Look below for the line that contains "Locate the doorway", then copy it and each following line exactly, through and including the line that contains "Locate the sofa".

■ **ENTRIES SHOWN**:
● ● ● ● ●

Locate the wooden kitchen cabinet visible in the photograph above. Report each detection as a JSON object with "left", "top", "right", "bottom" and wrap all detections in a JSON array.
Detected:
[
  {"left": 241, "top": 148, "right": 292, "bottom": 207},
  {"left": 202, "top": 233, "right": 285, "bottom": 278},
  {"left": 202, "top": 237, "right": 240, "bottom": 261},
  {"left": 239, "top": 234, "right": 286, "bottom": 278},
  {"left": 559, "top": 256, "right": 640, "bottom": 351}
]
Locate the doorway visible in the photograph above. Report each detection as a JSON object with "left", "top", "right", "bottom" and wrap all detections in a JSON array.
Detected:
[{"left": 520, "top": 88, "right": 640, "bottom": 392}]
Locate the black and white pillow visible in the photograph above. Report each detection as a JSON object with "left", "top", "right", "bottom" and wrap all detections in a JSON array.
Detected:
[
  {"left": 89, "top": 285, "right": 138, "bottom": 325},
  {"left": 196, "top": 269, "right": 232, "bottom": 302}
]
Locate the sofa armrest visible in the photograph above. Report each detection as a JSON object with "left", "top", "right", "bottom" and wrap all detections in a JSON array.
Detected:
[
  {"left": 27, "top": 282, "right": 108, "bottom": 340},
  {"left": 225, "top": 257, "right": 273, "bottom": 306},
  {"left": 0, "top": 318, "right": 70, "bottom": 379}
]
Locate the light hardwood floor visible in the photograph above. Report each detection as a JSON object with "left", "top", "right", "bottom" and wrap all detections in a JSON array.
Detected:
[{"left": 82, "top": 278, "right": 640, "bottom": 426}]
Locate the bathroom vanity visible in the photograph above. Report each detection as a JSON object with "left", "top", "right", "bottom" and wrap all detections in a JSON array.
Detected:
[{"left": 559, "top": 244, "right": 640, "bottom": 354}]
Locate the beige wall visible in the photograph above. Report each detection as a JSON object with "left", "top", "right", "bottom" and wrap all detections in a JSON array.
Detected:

● ● ● ● ●

■ **ANSWER TO THE EXERCISE**:
Locate the doorway visible in the photograph above. Report each detection as a JSON object with "left", "top", "right", "bottom" and wrap all detections in a JSON array.
Detected:
[{"left": 520, "top": 88, "right": 640, "bottom": 392}]
Locate the black and white pillow visible in the photograph above. Report each detection as a JSON object with "left", "top", "right", "bottom" and wrap all detections in a JSON array.
Detected:
[
  {"left": 89, "top": 285, "right": 138, "bottom": 325},
  {"left": 196, "top": 269, "right": 232, "bottom": 302}
]
Locate the sofa armrest visible in the photograph above. Report each detection as a JSON object with "left", "top", "right", "bottom" and wrap all detections in a JSON array.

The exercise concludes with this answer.